DATA TO EXAMINE:
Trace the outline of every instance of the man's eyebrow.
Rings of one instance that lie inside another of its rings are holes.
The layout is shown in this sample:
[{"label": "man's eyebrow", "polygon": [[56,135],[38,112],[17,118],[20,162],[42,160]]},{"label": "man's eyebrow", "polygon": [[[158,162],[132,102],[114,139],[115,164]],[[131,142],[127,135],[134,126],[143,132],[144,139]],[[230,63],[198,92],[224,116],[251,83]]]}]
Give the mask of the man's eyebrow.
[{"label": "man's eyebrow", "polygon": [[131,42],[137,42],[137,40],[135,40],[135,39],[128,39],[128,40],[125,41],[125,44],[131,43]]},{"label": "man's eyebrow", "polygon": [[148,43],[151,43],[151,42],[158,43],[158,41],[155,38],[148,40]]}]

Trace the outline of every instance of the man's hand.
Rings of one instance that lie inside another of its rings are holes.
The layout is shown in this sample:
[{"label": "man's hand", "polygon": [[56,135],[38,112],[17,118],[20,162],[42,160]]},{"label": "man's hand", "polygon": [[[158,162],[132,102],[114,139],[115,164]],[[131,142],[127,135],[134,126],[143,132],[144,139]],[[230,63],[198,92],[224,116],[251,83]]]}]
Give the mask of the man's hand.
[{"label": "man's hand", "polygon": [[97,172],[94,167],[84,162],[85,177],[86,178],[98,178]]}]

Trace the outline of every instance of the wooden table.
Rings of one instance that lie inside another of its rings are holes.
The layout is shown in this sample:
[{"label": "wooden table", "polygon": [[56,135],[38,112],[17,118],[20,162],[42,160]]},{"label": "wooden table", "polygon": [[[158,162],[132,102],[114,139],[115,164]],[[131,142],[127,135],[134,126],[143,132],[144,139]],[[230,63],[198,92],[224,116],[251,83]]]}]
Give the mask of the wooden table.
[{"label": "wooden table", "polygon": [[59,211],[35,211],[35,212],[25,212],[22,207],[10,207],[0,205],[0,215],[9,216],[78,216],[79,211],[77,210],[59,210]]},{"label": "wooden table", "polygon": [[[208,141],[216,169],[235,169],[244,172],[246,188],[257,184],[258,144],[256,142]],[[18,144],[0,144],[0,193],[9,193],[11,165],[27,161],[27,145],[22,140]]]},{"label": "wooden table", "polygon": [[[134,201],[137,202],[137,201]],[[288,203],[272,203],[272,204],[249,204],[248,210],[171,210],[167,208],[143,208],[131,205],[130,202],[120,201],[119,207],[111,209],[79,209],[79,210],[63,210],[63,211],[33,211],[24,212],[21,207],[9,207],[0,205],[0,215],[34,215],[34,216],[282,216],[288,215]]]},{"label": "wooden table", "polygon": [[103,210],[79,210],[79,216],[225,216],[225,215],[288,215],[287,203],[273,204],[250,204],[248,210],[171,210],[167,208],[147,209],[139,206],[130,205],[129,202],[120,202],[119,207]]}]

WHAT YOU ARE ASKED TO DO:
When a line among the entries above contains "every", copy it.

SOLUTION TO THIS PROBLEM:
Trace the outline of every instance of the man's eyebrow.
Trace the outline of every instance of the man's hand.
Trace the outline of every instance of the wooden table.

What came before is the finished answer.